SELECTED TEXT:
The rising ill health epidemic is severely impacting the financial resilience of individuals in the UK, according to figures from the HL Savings & Resilience Barometer.
The data reveals that only 5% of those in poor health are considered to have ‘great’ levels of financial resilience, compared to 31% of people in good health.
Furthermore, only 34% of those in poor health have sufficient savings, compared to 65% of the overall population.
Sarah Coles, head of personal finance at Hargreaves Lansdown, said: “Those in poor health are around half as likely to have enough savings as those in good health, less than half as likely to be on track for a moderate pension income, quarter as likely to have enough cash left over at the end of the month, and a sixth as likely to be ranked as having great levels of financial resilience overall. So it’s particularly worrying that ill health is such a growing issue.”
Long-term sickness is affecting all age groups and contributing to the problem is the difficulty in accessing care.
In January, 22% of people were waiting for a hospital appointment, test, or treatment through the NHS, and 31% said waiting for treatment had affected their work.
Helen Morrissey, head of retirement analysts, emphasises the importance of considering the possibility of deteriorating health and planning for the future, suggesting individuals review their emergency savings and pension contributions while they are in good health.
She said: “Long-term sickness doesn’t just affect our finances today, it also severely limits our opportunities to build for the future.
“Gaps in employment, or periods where we have to work part time, can mean people are struggling to manage day-to-day on a lower income, so it’s no wonder that their pension saving tends to suffer too.”

TASK DETAILS: Please give the share of people in poor health who have sufficient savings, according to the article on ill health and financial resilience.

RECORD SET:
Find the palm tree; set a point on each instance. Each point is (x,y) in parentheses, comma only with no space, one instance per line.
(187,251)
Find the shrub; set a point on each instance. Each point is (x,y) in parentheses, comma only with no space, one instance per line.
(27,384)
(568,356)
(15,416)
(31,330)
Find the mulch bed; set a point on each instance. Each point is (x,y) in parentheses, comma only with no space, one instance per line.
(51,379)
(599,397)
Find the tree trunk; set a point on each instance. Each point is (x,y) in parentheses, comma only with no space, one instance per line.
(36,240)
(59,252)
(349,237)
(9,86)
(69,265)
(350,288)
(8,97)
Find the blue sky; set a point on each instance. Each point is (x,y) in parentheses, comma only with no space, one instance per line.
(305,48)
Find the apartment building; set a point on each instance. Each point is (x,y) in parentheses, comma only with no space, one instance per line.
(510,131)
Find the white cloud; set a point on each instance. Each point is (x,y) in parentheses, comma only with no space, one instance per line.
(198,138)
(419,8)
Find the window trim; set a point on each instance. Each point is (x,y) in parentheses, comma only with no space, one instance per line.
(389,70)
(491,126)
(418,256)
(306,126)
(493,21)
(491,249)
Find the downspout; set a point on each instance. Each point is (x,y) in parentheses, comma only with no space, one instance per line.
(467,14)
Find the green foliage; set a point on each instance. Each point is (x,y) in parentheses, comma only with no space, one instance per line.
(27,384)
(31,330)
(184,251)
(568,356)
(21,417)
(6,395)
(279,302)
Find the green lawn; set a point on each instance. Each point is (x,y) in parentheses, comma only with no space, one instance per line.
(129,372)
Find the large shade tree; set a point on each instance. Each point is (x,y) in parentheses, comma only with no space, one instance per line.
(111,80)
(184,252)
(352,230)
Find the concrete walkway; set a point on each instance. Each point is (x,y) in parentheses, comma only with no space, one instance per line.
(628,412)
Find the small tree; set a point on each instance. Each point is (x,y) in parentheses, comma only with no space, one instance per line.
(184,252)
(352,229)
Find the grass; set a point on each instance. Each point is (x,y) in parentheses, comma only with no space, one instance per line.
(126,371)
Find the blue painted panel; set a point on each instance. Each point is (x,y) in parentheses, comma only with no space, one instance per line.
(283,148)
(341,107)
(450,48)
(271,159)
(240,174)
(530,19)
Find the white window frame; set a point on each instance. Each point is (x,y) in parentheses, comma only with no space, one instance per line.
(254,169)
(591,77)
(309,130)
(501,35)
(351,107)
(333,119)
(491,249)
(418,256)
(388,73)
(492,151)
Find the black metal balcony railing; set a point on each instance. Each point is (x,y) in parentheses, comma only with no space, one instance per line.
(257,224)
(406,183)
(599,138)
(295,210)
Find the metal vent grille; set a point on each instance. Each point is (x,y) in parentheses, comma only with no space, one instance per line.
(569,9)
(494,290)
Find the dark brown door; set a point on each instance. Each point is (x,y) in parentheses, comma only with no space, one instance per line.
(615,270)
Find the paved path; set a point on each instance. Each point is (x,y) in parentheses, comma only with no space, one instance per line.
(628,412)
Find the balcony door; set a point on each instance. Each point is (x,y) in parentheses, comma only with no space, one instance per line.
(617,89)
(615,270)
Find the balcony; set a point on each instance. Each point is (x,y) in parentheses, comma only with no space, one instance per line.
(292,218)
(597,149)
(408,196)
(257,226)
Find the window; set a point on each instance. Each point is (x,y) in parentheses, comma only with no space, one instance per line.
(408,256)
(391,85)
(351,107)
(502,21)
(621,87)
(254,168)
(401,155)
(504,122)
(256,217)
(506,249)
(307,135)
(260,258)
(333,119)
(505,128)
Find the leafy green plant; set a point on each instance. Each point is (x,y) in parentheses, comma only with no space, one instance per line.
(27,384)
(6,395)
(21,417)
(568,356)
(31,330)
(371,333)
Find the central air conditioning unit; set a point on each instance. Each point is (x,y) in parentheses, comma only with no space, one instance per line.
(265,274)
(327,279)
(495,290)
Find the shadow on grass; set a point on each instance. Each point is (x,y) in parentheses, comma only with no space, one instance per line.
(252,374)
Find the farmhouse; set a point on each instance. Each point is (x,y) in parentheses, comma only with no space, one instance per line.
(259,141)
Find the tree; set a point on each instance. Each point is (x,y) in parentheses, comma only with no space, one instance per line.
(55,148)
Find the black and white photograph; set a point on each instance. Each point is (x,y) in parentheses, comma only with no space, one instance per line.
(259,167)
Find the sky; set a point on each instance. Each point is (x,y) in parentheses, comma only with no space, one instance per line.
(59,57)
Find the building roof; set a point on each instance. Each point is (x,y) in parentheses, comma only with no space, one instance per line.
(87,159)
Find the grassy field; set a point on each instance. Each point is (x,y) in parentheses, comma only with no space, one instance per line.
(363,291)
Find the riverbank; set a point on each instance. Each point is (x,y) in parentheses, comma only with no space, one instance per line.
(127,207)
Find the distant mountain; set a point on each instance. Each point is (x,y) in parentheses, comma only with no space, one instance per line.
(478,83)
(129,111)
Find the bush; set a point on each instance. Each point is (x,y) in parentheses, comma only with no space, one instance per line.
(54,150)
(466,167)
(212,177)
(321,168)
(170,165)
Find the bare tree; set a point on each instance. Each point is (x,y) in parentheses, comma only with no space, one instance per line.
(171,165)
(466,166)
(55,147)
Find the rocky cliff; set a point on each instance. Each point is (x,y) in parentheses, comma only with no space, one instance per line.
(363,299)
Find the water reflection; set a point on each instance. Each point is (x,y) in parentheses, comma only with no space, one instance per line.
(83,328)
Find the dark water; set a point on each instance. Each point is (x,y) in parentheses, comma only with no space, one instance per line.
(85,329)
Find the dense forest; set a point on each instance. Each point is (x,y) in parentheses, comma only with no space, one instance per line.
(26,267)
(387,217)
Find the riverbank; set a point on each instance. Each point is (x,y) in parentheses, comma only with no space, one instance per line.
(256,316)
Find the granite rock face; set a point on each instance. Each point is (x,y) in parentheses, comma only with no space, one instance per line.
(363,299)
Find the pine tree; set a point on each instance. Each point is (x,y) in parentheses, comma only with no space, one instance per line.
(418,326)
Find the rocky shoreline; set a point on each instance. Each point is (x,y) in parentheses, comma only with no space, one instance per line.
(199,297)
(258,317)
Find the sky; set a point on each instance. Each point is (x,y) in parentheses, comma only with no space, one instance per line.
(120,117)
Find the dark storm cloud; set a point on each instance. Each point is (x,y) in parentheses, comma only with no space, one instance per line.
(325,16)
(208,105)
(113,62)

WRITTEN SOLUTION: 34%